*Given passage*:
══════

Since A tail may have practically any distribution (yes, important things deserve repeating), we may have to use non-parametric tests such as the Wilcoxon-Mann-Whitney (exact) test (or Mann-Whitney U-test) or even a permutation test (with t-statistic) as described by Good [13] to test for differences in the values that exceed a certain threshold. The Mann-Whitney test is a non-parametric test that utilizes ranks in order to test the null hypothesis that two samples come from the same population against an alternative hypothesis that one population consistently has higher values. In order to utilize the Mann-Whitney test one must first sort observations from both samples jointly in an ascending order and assign a rank to each observation.

Possible solutions

Base on sample kurtosis

(This solution is not suitable for our case as the distribution to be compared with is supposed to be normal/Gaussian.) According to the wikipedia page of kurtosis, kurtosis is a measure of the “tailedness” of the probability distribution of a real-valued random variable relative to a normal distribution. That is, data sets with high kurtosis tend to have heavy tails, or outliers. Data sets with low kurtosis tend to have light tails, or lack of outliers. The drawback of using kurtosis is that it allows to draw conclusions only jointly for both of the tails of the distribution and is best suited for symmetrical distribution. If you have a single tailed empirical distribution, you may want to consider the following. Suppose the distribution has a right tail, you can discard all of the observations below the mean, transform all of the remaining observations symmetrically with respect to the mean and create a perfectly symmetrical data sample by combining the non-discarded observations and their symmetrical transformations. Then you can calculate the Kurtosis of this “new” distribution.

══════

*What to work on*:
[A] Answer these questions using the passage on comparing distribution tails:
(i) What is the first step in using the Mann-Whitney test?
(ii) What kind of tails do data sets with low kurtosis tend to have?
(iii) For a distribution with a right tail, which observations are discarded?
[B] Continue the passage on comparing distribution tails from where it stops.
The lines after this point were taken from a different source.

══════

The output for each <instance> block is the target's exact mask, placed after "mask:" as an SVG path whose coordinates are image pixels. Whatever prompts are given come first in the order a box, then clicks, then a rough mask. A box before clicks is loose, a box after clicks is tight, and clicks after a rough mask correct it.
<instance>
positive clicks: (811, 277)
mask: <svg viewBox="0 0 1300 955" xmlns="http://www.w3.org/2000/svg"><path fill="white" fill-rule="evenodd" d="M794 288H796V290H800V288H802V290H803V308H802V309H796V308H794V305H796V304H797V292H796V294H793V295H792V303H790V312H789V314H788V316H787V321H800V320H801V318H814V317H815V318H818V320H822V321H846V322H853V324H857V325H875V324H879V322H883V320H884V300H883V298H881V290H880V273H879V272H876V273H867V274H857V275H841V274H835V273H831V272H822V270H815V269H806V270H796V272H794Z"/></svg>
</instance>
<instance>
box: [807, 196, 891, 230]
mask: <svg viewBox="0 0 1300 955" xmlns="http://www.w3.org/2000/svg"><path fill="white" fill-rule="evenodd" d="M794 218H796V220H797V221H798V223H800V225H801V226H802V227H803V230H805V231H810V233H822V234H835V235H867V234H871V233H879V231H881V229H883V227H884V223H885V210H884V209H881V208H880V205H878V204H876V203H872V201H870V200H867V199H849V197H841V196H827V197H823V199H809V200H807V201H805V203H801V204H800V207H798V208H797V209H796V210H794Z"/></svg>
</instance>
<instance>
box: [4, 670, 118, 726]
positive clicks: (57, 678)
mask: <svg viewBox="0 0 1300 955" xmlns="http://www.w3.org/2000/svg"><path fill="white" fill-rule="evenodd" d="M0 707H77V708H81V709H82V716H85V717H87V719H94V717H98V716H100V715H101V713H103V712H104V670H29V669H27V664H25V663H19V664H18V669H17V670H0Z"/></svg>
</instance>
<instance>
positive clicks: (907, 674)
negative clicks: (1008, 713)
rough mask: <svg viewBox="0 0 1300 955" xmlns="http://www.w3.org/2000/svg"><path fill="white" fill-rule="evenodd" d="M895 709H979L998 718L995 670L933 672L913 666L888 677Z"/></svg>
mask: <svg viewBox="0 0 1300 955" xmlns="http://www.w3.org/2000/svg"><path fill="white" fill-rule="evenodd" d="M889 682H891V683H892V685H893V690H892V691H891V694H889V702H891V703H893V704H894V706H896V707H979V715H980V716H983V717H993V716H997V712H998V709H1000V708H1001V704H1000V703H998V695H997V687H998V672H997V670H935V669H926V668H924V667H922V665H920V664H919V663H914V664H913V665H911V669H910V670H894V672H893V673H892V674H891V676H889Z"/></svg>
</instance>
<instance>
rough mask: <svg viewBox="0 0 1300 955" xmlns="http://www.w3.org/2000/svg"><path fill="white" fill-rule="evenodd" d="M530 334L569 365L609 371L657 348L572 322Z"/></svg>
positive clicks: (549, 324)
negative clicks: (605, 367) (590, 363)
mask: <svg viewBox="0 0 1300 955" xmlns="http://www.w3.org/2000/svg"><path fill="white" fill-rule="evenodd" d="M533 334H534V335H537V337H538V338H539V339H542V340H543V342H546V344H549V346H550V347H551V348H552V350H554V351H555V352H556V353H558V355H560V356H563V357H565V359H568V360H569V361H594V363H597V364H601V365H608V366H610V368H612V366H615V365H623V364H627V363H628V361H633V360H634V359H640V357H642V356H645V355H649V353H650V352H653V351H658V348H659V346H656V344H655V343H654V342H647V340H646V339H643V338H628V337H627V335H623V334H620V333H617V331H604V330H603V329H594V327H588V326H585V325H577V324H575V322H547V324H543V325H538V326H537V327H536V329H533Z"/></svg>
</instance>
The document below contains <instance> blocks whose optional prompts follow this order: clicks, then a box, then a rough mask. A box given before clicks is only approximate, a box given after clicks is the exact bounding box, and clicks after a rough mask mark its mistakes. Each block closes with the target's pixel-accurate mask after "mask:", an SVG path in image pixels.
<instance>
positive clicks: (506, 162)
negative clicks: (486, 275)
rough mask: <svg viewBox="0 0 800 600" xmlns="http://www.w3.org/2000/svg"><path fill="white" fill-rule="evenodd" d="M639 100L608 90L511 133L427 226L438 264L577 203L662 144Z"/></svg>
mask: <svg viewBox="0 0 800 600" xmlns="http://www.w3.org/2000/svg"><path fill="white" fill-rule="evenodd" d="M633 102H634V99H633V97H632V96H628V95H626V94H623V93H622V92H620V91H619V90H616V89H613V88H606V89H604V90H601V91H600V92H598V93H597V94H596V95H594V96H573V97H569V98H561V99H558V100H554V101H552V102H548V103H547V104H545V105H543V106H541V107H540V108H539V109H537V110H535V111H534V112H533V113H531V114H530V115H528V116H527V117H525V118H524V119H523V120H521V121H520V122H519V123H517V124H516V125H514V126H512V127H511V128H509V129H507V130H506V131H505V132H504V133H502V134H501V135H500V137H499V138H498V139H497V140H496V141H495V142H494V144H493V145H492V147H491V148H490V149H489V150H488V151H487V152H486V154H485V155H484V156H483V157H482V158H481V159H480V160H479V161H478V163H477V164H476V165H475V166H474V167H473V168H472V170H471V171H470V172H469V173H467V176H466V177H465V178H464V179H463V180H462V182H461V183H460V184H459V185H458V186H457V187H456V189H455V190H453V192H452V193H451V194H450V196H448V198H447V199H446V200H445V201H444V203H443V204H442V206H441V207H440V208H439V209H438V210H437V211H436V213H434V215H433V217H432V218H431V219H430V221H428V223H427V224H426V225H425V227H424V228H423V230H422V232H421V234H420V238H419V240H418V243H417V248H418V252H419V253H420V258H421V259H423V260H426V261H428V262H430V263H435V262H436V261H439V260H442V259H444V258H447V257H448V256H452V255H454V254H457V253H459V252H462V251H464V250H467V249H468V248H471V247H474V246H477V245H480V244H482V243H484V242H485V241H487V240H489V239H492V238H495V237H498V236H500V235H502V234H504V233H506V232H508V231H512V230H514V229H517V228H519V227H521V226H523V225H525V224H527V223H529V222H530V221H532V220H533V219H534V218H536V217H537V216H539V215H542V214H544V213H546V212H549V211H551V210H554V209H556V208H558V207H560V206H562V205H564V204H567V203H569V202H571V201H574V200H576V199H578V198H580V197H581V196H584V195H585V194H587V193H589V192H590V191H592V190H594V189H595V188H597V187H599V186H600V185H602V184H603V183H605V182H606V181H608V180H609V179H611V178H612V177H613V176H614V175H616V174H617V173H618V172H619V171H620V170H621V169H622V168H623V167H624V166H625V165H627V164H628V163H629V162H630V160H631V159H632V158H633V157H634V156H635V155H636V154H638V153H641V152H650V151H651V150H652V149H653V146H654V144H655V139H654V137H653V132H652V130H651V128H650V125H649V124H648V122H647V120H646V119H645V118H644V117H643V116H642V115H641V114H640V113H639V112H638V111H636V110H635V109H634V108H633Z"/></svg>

══════

*Outputs by task*:
[A]
(i) Sort the observations from both samples jointly in ascending order and assign a rank to each observation.
(ii) Light tails, or a lack of outliers.
(iii) All of the observations below the mean.

[B]
Work on the tail area (definded by a provided threshold)

You can use a threshold to select data points (observations) and then only compare the empirical distributions of these data points, or Use a statistic that considers a threshold but allows in all data points (good for permutation tests). In either case, MW or permutation test can be used to compare different tail-region distributions.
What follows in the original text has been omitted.